An unlikely take on the buddy story, this book offers a conventional plot but strong, nuanced characters.

A debut novel follows two young Mormon missionaries in the late 1970s.

When the reader first meets narrator Kenny Feller, he is 20 months into his two-year commitment of finding converts for the Church of Jesus Christ of Latter-day Saints. Proceeding with his project in Sedro-Woolley, Washington, Feller is largely unsuccessful. As he explains, “In my entire twenty months sharing the gospel, my companions and I had shepherded a total of two seekers into the waters of baptism. Two.” In August 1979 he is teamed up with a new partner, Jared Baserman from Idaho. Wisecracking (“You never knew, with Jared, if you were walking, unwittingly, into a punch line”) and flippant, Jared boasts a well-meaning but financially inept father and a marijuana-loving sister. Sent on his mission as a way to redeem his family, Jared is hardly the squeaky-clean figure one might expect from a proselytizing Mormon. Forming a friendship, Kenny and Jared face a world that often displays hostility to their church and challenges their personal beliefs. Detailing the aspects of the seemingly impossible missionary process (such as encouraging potential converts to “read the Book of Mormon—all of it, preferably, or at least some of its choicest selections—and then ask Heavenly Father to convey to them a testimony of its truthfulness”), the book provides a wealth of information on problems common in the field. Persuading strangers to take up a religion is certainly no easy task and the narrative effectively treats its protagonists as multifaceted characters. Exploring thornier issues of Mormon Church beliefs, like the rule that black men could not hold the priesthood until 1978, the story remains investigative without being overly facetious. But descriptions can prove less than illuminating, such as when a character looks at Jared “with his eyes bugging out of his head.” But on the whole, the plot moves quickly despite such distractions. While the book’s conclusion, particularly as Jared becomes ever stranger, seems self-evident, the tale’s excitement comes in the characters and their struggles along the way.

### [Supplied information]
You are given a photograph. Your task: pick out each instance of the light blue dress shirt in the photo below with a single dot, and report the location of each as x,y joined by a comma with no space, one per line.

### [Task objective]
According to the book review, which state does Jared Baserman come from?

### [Task solution]
Idaho.